Natural-language object grounding data
• • • • • • •

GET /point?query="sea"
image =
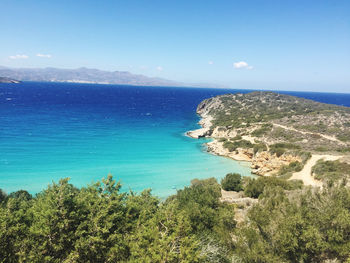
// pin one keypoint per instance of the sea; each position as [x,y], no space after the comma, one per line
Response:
[50,131]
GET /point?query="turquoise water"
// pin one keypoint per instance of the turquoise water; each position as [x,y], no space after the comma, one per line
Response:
[52,131]
[83,131]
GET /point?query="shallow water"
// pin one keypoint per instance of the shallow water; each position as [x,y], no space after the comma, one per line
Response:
[85,131]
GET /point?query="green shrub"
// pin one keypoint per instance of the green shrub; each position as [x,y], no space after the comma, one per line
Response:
[255,187]
[232,182]
[331,170]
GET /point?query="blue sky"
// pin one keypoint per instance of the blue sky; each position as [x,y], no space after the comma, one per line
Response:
[297,45]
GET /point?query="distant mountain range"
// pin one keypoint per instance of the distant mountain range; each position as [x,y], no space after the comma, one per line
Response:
[83,75]
[8,80]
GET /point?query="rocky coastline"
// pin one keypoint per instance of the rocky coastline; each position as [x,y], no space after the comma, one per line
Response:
[262,162]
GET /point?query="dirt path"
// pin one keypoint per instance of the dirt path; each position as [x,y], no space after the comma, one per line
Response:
[331,138]
[305,174]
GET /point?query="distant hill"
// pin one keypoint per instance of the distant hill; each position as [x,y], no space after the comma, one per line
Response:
[8,80]
[83,75]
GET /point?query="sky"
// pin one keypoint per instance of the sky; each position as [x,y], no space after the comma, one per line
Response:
[261,44]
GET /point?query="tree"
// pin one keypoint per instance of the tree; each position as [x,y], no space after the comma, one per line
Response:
[232,182]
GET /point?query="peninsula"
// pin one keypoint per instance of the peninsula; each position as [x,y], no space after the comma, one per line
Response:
[280,135]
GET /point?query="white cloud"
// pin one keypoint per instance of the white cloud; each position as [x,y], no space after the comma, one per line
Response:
[18,57]
[242,64]
[43,55]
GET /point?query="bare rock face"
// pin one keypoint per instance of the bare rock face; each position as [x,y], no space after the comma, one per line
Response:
[222,132]
[264,163]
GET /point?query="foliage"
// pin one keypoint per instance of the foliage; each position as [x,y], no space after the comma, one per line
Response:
[232,146]
[265,128]
[310,227]
[99,223]
[232,182]
[331,170]
[255,187]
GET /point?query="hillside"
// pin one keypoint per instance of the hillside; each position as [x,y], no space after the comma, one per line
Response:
[277,133]
[83,75]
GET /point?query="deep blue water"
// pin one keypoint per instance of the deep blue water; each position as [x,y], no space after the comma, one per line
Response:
[85,131]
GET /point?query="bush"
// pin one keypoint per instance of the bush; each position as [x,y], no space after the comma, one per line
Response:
[232,182]
[255,187]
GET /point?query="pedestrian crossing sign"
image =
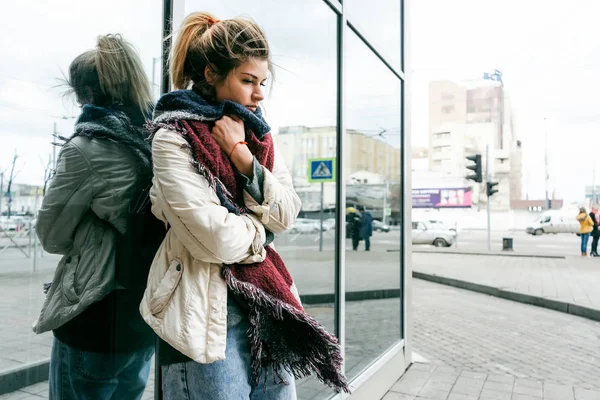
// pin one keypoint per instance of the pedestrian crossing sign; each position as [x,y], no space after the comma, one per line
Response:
[321,170]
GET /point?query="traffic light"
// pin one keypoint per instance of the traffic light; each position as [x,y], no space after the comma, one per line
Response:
[490,188]
[478,175]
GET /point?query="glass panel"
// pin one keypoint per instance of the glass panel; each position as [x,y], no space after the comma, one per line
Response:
[379,22]
[373,207]
[301,111]
[32,109]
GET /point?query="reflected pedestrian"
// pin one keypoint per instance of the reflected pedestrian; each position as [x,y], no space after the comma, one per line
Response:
[219,296]
[586,227]
[595,216]
[96,214]
[366,227]
[353,227]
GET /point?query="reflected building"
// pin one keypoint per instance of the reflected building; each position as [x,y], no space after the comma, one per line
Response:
[371,164]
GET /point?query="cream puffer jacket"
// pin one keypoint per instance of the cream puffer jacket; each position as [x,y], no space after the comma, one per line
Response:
[185,301]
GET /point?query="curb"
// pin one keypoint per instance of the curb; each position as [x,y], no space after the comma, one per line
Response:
[499,254]
[556,305]
[17,378]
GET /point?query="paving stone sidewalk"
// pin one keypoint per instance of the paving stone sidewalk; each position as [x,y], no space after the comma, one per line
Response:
[429,381]
[573,280]
[480,347]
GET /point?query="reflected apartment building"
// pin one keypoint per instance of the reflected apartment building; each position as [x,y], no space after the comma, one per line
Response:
[464,118]
[371,162]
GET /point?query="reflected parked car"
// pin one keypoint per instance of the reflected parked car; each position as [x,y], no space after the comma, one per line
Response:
[303,225]
[432,234]
[329,224]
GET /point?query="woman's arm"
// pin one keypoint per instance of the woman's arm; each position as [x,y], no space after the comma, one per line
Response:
[67,200]
[281,204]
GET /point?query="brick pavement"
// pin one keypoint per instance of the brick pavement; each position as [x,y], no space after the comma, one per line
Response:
[484,348]
[574,280]
[478,347]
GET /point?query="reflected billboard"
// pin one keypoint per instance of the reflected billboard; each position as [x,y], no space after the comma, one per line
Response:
[442,198]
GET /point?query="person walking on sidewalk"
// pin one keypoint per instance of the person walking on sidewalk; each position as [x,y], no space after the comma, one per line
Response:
[353,227]
[595,216]
[586,227]
[219,296]
[96,213]
[366,227]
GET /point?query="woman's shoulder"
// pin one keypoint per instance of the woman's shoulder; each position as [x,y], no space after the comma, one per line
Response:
[168,134]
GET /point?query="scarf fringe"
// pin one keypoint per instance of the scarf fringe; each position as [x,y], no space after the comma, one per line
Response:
[321,354]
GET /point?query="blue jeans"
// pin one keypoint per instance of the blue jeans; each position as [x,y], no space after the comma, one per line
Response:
[82,375]
[585,238]
[229,379]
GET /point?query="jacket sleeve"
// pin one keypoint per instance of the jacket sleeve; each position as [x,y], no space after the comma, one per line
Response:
[184,198]
[281,203]
[68,198]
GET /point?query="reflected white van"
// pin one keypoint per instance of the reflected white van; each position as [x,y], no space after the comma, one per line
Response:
[554,222]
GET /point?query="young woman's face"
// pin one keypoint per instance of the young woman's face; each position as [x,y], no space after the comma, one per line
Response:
[245,84]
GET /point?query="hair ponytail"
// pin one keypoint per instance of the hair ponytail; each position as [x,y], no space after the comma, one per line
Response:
[192,28]
[121,73]
[204,41]
[112,72]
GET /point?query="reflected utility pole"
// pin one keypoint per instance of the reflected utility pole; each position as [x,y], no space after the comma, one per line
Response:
[547,176]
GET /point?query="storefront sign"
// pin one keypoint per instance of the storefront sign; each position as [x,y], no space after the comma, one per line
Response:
[442,198]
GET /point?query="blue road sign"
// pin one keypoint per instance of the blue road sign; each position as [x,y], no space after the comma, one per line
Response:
[321,170]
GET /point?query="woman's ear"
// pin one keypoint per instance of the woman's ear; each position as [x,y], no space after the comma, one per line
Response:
[210,74]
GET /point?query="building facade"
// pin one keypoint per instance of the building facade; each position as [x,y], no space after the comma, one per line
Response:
[465,119]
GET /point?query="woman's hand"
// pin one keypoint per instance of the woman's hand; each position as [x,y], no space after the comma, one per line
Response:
[228,133]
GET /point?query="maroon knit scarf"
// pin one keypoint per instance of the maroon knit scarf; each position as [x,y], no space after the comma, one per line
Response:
[282,334]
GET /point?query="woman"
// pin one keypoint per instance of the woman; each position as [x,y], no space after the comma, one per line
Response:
[586,227]
[218,294]
[595,216]
[96,214]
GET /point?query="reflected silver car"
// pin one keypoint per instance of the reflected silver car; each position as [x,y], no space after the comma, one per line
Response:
[432,234]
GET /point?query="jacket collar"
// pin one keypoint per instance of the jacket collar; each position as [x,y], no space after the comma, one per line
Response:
[189,105]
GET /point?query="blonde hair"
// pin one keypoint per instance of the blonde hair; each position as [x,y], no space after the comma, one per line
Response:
[112,72]
[204,41]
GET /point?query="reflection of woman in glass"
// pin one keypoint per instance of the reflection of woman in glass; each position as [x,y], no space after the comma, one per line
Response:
[218,294]
[92,214]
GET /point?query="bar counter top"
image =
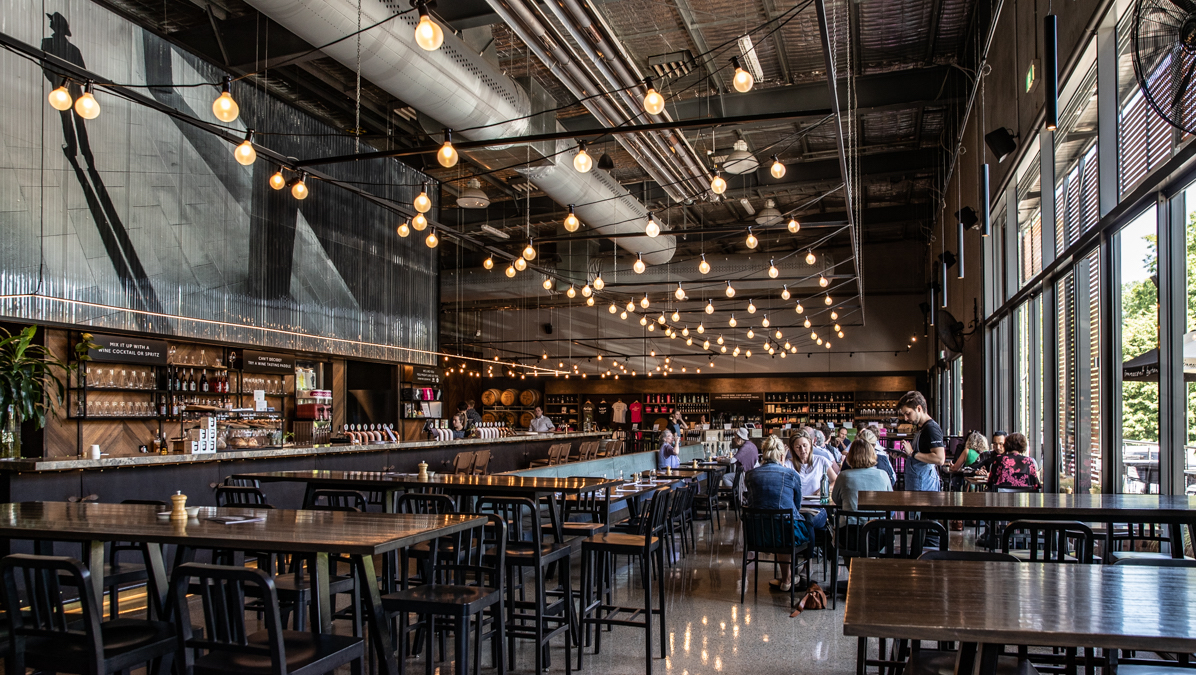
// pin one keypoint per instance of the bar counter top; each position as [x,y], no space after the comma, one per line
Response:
[75,463]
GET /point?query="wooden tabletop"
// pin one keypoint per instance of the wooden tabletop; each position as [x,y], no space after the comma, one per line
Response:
[284,530]
[1097,508]
[1035,603]
[495,484]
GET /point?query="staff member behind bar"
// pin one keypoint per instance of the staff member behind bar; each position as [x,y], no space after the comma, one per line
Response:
[539,423]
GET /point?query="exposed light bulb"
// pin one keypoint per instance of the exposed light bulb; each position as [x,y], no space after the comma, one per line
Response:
[428,35]
[581,160]
[653,102]
[743,80]
[447,154]
[86,105]
[245,154]
[777,169]
[571,222]
[718,183]
[652,229]
[60,98]
[299,190]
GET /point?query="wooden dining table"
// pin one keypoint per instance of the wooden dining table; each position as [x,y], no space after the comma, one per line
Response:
[986,606]
[313,534]
[1175,510]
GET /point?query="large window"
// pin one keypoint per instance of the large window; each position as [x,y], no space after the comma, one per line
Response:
[1137,328]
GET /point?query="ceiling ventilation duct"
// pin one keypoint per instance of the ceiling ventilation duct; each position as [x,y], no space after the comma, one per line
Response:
[462,90]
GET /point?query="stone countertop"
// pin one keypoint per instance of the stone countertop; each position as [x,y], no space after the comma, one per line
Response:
[73,463]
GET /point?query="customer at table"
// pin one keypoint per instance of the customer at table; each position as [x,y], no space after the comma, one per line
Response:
[667,458]
[539,423]
[862,475]
[775,486]
[746,455]
[1013,470]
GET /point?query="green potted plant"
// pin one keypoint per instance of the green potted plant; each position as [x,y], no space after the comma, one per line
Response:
[32,382]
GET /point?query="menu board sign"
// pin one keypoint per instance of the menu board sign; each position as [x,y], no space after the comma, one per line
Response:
[262,362]
[114,348]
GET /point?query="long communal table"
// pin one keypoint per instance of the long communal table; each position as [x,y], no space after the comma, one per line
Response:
[315,534]
[1175,510]
[988,604]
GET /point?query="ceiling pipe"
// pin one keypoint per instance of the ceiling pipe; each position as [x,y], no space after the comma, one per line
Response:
[459,89]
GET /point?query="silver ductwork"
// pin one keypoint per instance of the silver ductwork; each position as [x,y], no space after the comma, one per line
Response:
[462,91]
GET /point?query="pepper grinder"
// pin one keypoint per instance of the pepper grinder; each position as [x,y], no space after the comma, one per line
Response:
[178,506]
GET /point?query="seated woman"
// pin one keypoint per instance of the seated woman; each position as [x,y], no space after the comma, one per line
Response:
[811,468]
[1013,470]
[667,456]
[772,485]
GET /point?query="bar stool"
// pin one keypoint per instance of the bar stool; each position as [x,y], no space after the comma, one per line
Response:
[597,555]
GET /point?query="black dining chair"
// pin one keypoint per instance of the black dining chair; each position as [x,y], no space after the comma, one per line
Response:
[47,634]
[227,645]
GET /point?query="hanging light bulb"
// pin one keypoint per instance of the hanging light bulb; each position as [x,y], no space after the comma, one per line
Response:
[652,101]
[86,105]
[718,184]
[245,154]
[447,153]
[60,98]
[652,229]
[777,169]
[743,80]
[571,222]
[299,190]
[581,160]
[428,35]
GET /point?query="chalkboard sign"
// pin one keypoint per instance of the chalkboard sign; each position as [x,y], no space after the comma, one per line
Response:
[114,348]
[262,362]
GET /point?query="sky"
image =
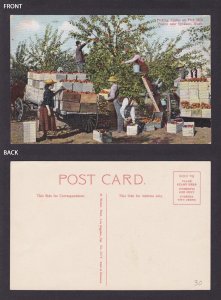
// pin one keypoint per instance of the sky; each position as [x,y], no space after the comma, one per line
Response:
[24,27]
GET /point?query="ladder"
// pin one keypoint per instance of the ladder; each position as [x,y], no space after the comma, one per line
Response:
[146,84]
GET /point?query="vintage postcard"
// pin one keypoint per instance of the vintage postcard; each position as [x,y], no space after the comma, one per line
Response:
[110,225]
[117,79]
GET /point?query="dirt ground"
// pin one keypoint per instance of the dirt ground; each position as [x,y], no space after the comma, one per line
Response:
[159,136]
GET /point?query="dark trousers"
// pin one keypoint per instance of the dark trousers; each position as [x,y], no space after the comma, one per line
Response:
[120,120]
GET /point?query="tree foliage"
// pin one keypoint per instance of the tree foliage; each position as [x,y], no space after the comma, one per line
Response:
[45,53]
[19,65]
[116,38]
[41,53]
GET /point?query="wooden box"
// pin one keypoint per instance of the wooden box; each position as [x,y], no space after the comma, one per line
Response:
[188,129]
[132,130]
[69,106]
[88,108]
[102,137]
[174,127]
[89,98]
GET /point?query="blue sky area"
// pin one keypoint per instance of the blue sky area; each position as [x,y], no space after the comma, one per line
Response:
[24,27]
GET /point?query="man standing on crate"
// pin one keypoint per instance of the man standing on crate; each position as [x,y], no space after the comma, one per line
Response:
[127,110]
[79,56]
[113,97]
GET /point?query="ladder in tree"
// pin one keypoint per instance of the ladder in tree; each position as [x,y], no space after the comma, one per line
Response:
[146,84]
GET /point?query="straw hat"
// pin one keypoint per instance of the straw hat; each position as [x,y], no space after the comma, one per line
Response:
[113,79]
[49,81]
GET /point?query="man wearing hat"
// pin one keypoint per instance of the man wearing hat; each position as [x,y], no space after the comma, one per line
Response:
[79,55]
[183,72]
[113,96]
[47,118]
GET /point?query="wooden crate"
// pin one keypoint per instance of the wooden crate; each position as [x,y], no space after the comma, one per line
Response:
[149,127]
[132,130]
[102,137]
[188,129]
[73,97]
[88,108]
[197,113]
[174,128]
[29,132]
[69,106]
[89,98]
[206,113]
[184,112]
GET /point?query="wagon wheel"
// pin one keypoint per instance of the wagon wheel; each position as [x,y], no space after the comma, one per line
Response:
[19,109]
[89,123]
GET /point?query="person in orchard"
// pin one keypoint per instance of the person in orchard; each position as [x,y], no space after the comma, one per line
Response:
[47,117]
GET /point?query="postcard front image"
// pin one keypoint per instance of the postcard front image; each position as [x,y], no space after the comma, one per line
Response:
[110,226]
[117,79]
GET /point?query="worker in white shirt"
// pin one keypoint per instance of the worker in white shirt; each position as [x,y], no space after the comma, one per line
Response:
[114,90]
[128,108]
[113,97]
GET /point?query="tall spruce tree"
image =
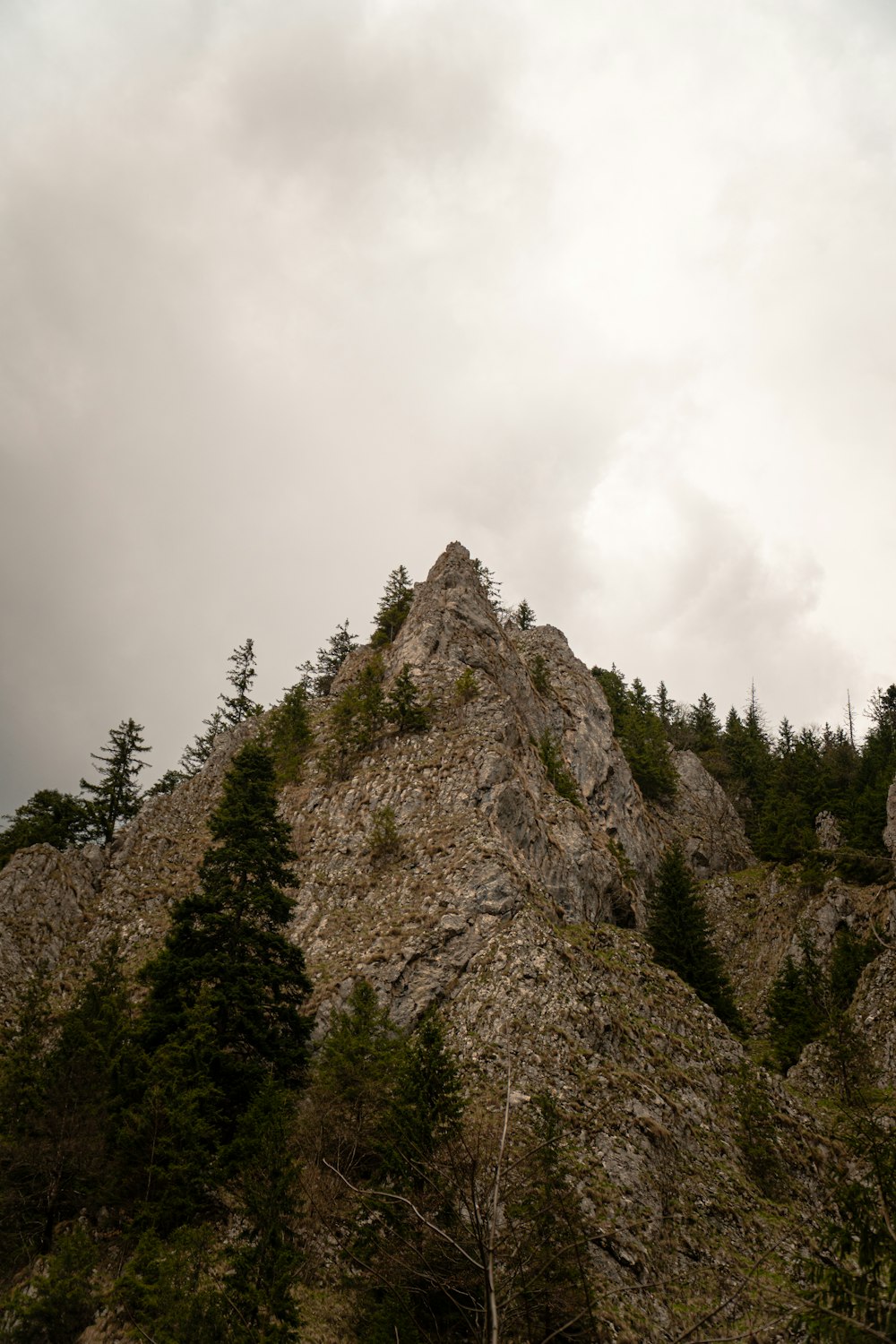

• • • • • • •

_Task prompt_
Every line holding the string "storefront" should be copied here, so please find those lines in the data.

_Response box_
GET /point?query="storefront sign"
// pin one keypoint per instance of the storefront sign; each position as [x,y], no space after the comma, one per line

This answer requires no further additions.